Exercise
Output every one of the rows below verbatim, omitting the pictures.

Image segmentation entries
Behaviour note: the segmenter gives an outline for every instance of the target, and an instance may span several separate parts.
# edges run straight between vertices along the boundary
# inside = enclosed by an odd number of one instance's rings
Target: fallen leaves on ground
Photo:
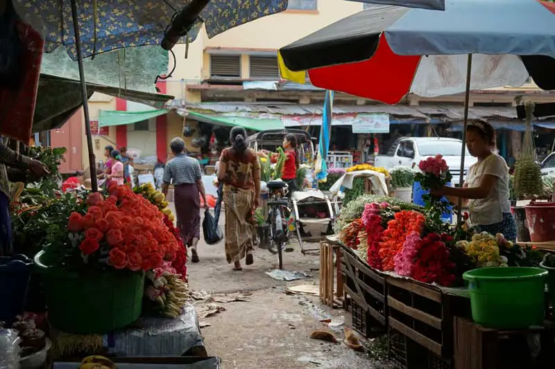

Exercise result
Behaviour note: the segmenter gives an outline for every instance of the target, and an instance may span several separate parts.
# edges run straight between vertices along the boundary
# inside = enclosed by an odd number of one instance's rings
Target: fallen leaves on ground
Photo:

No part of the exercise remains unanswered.